Task item:
Look through the records below, and whenever a line contains "window", copy it.
Dataset records START
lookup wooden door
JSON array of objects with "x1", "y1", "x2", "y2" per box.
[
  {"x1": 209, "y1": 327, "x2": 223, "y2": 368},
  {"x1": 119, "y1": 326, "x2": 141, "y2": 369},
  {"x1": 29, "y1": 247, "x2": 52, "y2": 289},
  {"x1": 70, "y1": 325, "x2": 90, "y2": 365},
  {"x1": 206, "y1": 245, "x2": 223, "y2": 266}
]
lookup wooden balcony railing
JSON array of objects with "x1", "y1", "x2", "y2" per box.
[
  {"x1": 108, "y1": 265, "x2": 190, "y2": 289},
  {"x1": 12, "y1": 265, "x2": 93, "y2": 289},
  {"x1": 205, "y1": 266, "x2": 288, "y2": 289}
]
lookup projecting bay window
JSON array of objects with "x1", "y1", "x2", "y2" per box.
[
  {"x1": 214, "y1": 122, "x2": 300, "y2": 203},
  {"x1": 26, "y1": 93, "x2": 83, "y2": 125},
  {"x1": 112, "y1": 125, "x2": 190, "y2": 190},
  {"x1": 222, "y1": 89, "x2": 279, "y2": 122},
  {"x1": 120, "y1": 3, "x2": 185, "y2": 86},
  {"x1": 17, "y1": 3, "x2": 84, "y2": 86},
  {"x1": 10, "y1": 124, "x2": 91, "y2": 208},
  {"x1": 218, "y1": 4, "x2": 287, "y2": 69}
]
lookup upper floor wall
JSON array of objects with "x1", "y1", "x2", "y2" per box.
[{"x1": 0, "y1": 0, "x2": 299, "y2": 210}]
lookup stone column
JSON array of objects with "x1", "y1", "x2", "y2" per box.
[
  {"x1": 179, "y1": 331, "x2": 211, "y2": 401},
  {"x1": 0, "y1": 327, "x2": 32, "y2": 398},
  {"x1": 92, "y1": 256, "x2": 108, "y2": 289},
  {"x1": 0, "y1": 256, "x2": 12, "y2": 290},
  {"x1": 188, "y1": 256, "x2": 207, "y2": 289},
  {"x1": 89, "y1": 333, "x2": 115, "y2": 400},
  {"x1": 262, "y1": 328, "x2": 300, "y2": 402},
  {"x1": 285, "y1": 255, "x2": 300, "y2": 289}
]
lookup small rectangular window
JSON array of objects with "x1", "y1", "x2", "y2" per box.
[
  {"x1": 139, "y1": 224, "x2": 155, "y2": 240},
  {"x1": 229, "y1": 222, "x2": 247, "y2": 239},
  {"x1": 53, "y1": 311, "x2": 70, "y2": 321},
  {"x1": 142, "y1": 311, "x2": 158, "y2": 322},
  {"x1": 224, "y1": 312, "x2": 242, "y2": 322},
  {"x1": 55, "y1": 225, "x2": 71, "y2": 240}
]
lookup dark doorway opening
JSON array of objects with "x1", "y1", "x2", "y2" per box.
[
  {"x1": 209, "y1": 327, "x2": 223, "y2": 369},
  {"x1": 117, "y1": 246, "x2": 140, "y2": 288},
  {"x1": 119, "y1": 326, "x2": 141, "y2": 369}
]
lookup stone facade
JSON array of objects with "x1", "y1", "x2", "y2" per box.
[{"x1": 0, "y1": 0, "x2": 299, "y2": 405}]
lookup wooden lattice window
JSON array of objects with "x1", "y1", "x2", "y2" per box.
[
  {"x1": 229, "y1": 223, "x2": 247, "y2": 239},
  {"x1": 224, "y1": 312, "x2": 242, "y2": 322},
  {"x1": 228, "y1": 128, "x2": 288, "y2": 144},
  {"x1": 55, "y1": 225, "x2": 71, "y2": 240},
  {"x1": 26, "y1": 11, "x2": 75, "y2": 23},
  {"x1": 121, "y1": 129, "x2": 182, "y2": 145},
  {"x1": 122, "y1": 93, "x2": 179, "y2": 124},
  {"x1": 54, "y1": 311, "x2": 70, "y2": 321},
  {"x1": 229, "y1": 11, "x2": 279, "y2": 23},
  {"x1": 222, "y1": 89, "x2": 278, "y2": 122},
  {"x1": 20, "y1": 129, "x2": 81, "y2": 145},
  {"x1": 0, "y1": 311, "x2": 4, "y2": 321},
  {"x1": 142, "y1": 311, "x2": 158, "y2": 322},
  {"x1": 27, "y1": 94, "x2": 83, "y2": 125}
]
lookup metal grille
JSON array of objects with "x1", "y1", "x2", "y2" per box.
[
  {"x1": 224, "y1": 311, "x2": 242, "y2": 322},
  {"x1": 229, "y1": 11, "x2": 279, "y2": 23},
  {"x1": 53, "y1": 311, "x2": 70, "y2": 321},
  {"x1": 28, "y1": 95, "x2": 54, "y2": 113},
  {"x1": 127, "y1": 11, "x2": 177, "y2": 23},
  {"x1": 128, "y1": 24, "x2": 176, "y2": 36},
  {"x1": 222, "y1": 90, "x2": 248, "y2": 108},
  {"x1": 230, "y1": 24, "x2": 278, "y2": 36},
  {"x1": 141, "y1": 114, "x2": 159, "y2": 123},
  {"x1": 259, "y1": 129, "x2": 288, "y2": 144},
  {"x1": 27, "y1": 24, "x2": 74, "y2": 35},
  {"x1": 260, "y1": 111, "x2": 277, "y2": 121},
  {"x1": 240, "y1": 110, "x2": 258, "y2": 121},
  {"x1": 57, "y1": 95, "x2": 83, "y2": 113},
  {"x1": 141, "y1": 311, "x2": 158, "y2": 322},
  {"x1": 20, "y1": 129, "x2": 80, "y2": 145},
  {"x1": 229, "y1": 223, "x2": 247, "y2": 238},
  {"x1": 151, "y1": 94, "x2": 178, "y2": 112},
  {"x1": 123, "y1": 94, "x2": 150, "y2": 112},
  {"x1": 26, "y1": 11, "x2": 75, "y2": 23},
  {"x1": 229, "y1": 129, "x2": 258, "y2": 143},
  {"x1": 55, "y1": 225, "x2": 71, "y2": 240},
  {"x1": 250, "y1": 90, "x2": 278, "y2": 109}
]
Dataset records END
Result of this task:
lookup projecting bay window
lookup small rectangular window
lookup wooden lattice window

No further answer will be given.